It's such an exciting process! You may suffer a little depression and "boob greed" for the first two weeks or so, but I promise you will be so happy!!

That's also awesome that silicone is now legal again. I had my surgery April 27th last year and it still wasn't legal by then.


----------



## VioletB (Mar 8, 2008)

.....


----------



## fingie (Mar 8, 2008)

Quote:

   Originally Posted by *lovelyweapon* 

 
_That's also awesome that silicone is now legal again. I had my surgery April 27th last year and it still wasn't legal by then._

 
I'm pretty sure silicone has been legal in the US since Nov 2006.


----------



## lovelyweapon (Mar 8, 2008)

^^ Thanks for the correction.

My doctor did not offer this type of implant April 2007, maybe personal choice.


----------



## fingie (Mar 8, 2008)

Quote:

   Originally Posted by *lovelyweapon* 

 
_^^ Thanks for the correction.

My doctor did not offer this type of implant April 2007, maybe personal choice._

 
Maybe. I think there's (atleast) 1 Dr. in my area who
only offers salines.


----------



## lovelyweapon (Mar 8, 2008)

Quote:

   Originally Posted by *fingie* 

 
_Maybe. I think there's (atleast) 1 Dr. in my area who
only offers salines._

 
Well my doctor offers cohesive gel and saline, but not the liquid silicone.

DATA SECTION:
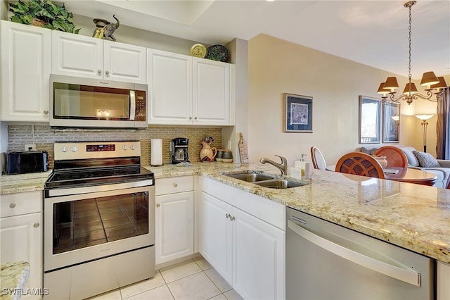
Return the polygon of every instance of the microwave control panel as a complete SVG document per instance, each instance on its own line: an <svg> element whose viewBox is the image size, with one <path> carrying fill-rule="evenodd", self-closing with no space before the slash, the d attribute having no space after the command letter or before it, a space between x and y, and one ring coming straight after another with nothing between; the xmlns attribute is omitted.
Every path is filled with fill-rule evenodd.
<svg viewBox="0 0 450 300"><path fill-rule="evenodd" d="M135 121L146 121L146 92L135 91L136 93L136 112L134 113Z"/></svg>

WORK ITEM A: Copy the passage from the forum thread on silicone implants from "It's such an" up to and including "VioletB (Mar 8, 2008)".
WORK ITEM B: In the forum thread on silicone implants, what types of implant does lovelyweapon say lovelyweapon's doctor offers?

WRITTEN RESPONSE A:
It's such an exciting process! You may suffer a little depression and "boob greed" for the first two weeks or so, but I promise you will be so happy!!

That's also awesome that silicone is now legal again. I had my surgery April 27th last year and it still wasn't legal by then.


----------



## VioletB (Mar 8, 2008)

WRITTEN RESPONSE B: Cohesive gel and saline, but not liquid silicone.